---------- Extracted entries
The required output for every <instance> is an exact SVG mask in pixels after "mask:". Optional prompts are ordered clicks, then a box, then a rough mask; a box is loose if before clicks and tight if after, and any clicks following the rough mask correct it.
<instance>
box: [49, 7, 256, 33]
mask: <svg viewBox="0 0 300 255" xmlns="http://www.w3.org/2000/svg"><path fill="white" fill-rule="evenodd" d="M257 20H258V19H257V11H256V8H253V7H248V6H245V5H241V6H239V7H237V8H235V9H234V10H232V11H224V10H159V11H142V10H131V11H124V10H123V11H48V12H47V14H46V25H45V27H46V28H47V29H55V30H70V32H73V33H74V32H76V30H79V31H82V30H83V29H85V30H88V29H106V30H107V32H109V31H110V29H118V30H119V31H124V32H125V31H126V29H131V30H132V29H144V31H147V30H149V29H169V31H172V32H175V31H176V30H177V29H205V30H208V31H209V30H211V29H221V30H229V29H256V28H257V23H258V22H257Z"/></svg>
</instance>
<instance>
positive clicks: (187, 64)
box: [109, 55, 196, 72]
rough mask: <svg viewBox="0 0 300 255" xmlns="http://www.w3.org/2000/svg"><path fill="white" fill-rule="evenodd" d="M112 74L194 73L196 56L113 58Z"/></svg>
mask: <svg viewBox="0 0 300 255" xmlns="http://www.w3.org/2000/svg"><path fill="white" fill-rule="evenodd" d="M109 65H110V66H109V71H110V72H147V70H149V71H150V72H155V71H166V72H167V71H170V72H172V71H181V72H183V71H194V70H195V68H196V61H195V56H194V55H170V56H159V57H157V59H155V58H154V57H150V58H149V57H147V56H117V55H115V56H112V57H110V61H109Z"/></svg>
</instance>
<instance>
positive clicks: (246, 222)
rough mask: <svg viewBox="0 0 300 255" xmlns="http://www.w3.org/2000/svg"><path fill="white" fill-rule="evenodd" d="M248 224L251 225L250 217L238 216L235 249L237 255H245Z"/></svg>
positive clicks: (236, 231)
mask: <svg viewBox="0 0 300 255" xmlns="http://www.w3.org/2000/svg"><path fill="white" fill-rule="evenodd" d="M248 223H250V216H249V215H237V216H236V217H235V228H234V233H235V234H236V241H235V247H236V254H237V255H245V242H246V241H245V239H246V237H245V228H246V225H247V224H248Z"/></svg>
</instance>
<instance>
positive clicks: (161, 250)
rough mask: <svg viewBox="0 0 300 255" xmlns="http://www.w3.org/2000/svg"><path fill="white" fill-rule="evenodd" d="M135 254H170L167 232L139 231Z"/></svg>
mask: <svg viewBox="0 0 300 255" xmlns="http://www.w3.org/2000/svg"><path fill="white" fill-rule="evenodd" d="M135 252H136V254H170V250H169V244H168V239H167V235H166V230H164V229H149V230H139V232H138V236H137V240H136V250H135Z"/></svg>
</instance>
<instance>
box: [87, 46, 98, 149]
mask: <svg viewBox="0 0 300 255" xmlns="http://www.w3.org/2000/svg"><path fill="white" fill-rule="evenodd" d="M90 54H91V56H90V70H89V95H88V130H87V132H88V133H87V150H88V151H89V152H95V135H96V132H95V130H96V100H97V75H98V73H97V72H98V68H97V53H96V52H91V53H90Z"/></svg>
--------------------
---------- Extracted entries
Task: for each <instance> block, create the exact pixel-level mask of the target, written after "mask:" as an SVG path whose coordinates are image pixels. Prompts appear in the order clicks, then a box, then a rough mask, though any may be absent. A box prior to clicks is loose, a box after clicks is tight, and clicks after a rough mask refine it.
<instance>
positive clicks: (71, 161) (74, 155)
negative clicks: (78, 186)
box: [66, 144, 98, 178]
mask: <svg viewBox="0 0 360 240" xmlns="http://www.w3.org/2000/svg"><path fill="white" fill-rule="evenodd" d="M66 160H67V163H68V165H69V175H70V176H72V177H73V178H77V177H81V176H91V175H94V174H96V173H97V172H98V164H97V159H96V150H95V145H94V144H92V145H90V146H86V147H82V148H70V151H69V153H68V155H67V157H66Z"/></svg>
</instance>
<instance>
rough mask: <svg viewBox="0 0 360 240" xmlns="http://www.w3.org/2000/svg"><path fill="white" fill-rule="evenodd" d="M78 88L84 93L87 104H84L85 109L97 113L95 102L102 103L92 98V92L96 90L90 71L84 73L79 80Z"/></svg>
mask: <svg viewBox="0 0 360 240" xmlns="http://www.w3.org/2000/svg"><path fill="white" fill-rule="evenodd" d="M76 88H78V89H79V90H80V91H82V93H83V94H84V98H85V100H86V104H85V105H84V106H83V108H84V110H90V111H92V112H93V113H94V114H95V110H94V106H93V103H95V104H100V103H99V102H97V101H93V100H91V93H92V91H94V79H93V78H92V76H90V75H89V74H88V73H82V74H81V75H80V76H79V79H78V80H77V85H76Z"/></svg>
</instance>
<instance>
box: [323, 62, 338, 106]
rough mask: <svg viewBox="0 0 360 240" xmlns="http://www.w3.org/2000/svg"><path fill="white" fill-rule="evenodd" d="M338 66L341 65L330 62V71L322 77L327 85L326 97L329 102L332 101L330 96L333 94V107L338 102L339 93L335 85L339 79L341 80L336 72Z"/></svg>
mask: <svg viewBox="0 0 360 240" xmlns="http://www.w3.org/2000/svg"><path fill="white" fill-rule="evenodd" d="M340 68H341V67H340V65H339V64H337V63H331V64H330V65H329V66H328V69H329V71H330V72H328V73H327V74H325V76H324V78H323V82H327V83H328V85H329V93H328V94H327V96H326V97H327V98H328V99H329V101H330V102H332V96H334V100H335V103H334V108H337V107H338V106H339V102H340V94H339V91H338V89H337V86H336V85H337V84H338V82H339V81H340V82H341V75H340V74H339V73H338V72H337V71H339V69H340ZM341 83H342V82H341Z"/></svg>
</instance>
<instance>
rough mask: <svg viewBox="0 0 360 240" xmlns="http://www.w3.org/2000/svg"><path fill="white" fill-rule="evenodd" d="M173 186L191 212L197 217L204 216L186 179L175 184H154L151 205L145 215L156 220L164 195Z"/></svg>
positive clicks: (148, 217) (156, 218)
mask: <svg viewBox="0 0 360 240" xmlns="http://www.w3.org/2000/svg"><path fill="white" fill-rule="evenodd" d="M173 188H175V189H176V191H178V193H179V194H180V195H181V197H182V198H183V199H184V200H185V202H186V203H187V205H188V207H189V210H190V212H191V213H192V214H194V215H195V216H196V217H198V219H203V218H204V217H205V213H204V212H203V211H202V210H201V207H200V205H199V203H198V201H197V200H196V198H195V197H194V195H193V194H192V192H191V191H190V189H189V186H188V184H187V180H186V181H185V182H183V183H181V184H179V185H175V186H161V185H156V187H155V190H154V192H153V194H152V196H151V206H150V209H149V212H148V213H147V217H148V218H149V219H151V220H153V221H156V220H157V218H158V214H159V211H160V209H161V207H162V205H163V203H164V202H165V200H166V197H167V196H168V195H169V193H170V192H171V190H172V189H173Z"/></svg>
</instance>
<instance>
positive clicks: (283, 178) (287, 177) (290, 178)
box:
--------------------
_What you need to do_
Pick out every line in the listing above that contains the word "positive" and copy each one. Uppercase and lowercase count as different letters.

_Solved exercise_
positive clicks: (187, 64)
positive clicks: (246, 222)
positive clicks: (236, 231)
positive clicks: (161, 250)
positive clicks: (71, 161) (74, 155)
positive clicks: (148, 217) (156, 218)
positive clicks: (283, 178) (287, 177) (290, 178)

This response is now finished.